Provided entries:
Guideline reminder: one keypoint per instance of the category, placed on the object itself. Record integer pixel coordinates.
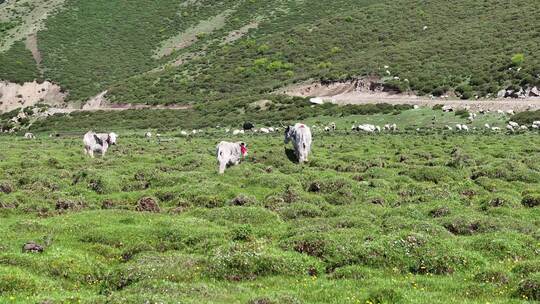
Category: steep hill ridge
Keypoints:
(242, 50)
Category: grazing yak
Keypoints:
(98, 142)
(229, 154)
(300, 135)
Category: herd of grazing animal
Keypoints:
(232, 153)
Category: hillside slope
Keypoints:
(165, 51)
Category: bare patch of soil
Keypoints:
(370, 90)
(13, 96)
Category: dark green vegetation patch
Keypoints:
(469, 47)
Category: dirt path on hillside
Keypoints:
(370, 90)
(518, 105)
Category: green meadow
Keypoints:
(407, 217)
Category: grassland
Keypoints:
(390, 218)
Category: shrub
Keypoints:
(518, 59)
(492, 276)
(384, 296)
(249, 260)
(531, 200)
(529, 288)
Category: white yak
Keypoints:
(300, 135)
(229, 153)
(98, 142)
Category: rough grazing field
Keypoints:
(438, 218)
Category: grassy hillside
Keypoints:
(371, 219)
(196, 51)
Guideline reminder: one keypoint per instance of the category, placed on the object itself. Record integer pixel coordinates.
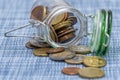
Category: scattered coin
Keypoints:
(59, 18)
(56, 50)
(62, 55)
(66, 37)
(80, 49)
(41, 52)
(28, 45)
(39, 13)
(94, 61)
(78, 59)
(70, 70)
(36, 43)
(91, 72)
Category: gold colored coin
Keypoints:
(39, 13)
(41, 52)
(62, 55)
(78, 59)
(91, 72)
(55, 34)
(80, 49)
(59, 18)
(63, 24)
(94, 61)
(52, 35)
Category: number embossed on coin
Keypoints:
(70, 70)
(56, 50)
(94, 61)
(80, 49)
(91, 72)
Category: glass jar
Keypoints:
(59, 24)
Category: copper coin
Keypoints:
(36, 43)
(55, 34)
(70, 70)
(66, 37)
(56, 50)
(39, 13)
(64, 30)
(29, 45)
(59, 18)
(67, 32)
(72, 19)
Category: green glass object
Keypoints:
(101, 32)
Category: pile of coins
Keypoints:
(62, 30)
(74, 55)
(61, 27)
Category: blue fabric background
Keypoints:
(19, 63)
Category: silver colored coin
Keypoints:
(78, 59)
(80, 49)
(62, 55)
(36, 43)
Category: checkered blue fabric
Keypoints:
(19, 63)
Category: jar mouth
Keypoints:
(80, 26)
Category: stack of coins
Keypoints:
(62, 30)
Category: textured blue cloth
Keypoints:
(19, 63)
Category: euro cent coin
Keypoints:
(91, 72)
(70, 70)
(94, 61)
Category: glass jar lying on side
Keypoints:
(59, 24)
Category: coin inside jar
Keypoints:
(66, 37)
(91, 72)
(57, 19)
(94, 61)
(39, 13)
(70, 70)
(56, 50)
(67, 32)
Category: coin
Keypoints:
(28, 45)
(55, 34)
(64, 30)
(66, 37)
(63, 24)
(56, 50)
(70, 70)
(41, 52)
(94, 61)
(80, 49)
(72, 19)
(91, 72)
(39, 13)
(59, 18)
(36, 43)
(53, 37)
(62, 55)
(78, 59)
(68, 31)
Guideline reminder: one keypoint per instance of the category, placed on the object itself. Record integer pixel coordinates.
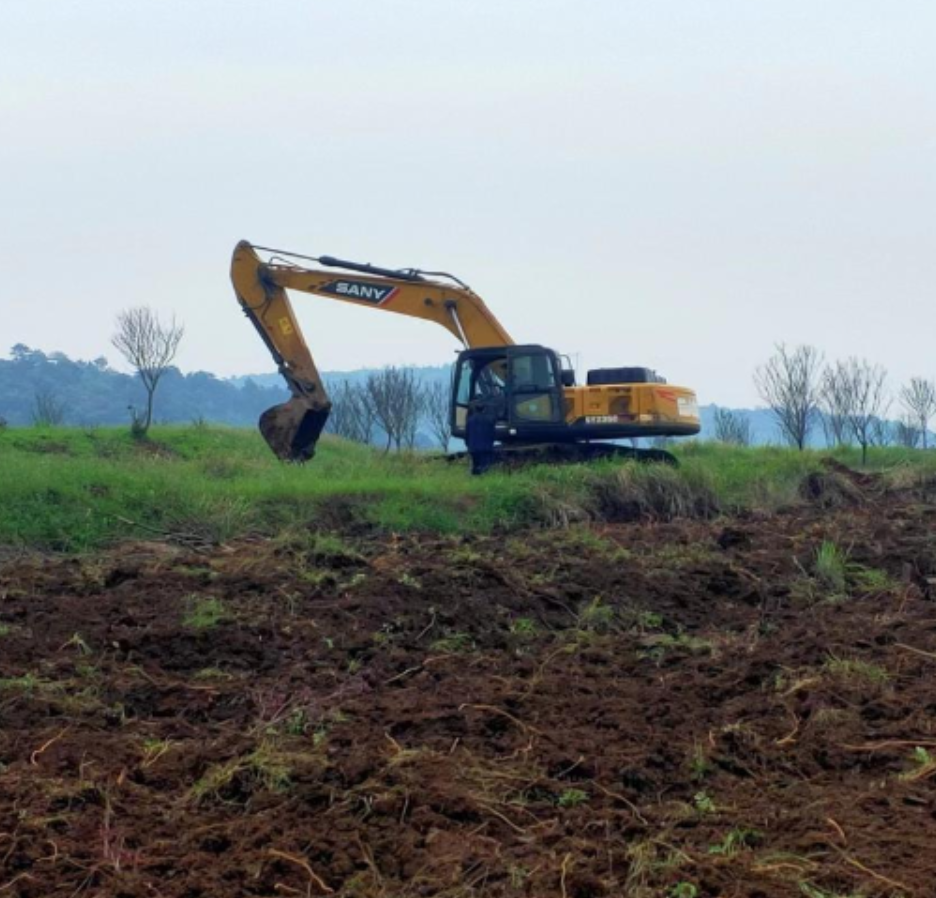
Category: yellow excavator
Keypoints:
(540, 408)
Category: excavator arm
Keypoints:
(293, 428)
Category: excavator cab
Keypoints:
(525, 385)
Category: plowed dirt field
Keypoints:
(682, 709)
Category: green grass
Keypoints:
(71, 489)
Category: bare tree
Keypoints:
(731, 427)
(919, 399)
(436, 403)
(834, 398)
(352, 415)
(150, 346)
(48, 409)
(789, 384)
(866, 400)
(396, 402)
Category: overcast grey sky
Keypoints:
(675, 183)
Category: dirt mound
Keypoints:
(667, 709)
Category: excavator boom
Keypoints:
(293, 428)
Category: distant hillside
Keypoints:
(92, 393)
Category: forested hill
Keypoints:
(92, 393)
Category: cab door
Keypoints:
(535, 395)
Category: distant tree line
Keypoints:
(389, 406)
(53, 389)
(849, 401)
(395, 407)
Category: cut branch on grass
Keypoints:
(732, 428)
(395, 399)
(436, 405)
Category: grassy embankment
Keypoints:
(73, 489)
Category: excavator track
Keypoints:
(572, 453)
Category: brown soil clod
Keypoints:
(650, 709)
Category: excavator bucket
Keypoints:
(292, 429)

What is needed:
Only an exact copy is needed: the lines from the opening of the listing through the line with "Category: pile of coins", both included, minus the pictures.

Problem solution:
Guideline reminder: one keypoint per instance of the category, placed on the object itself. Record integer pixel coordinates.
Category: steep hill ridge
Keypoints:
(242, 50)
Category: grazing yak
Keypoints:
(98, 142)
(229, 154)
(300, 135)
Category: herd of grazing animal
Keypoints:
(232, 153)
Category: hillside slope
Keypoints:
(165, 51)
Category: bare patch of soil
Keypoints:
(370, 90)
(13, 96)
Category: dark green vegetation patch
Keypoints:
(469, 47)
Category: dirt path on hillside
Keypoints:
(370, 90)
(518, 105)
Category: green meadow
Keypoints:
(407, 217)
Category: grassland
Keypoints:
(390, 218)
Category: shrub
Keypoints:
(518, 59)
(492, 276)
(384, 296)
(249, 260)
(531, 200)
(529, 288)
Category: white yak
Keypoints:
(300, 135)
(229, 153)
(98, 142)
Category: rough grazing field
Keypoints:
(438, 218)
Category: grassy hillside
Keypoints:
(371, 219)
(196, 51)
Guideline reminder: one keypoint per instance of the category, placed on the object itself. Record integer pixel coordinates.
Category: scattered coin
Keypoints:
(59, 18)
(56, 50)
(62, 55)
(66, 37)
(80, 49)
(41, 52)
(28, 45)
(39, 13)
(94, 61)
(78, 59)
(70, 70)
(36, 43)
(91, 72)
Category: gold colored coin
Keypoints:
(39, 13)
(41, 52)
(62, 55)
(78, 59)
(91, 72)
(55, 34)
(80, 49)
(59, 18)
(63, 24)
(94, 61)
(52, 35)
Category: number embossed on coin
Keypoints:
(70, 70)
(56, 50)
(94, 61)
(80, 49)
(91, 72)
Category: glass jar
Keypoints:
(59, 24)
Category: copper coin
Keypoints:
(36, 43)
(55, 34)
(70, 70)
(66, 37)
(56, 50)
(39, 13)
(64, 30)
(29, 45)
(59, 18)
(67, 32)
(72, 19)
Category: green glass object
Keypoints:
(101, 32)
Category: pile of coins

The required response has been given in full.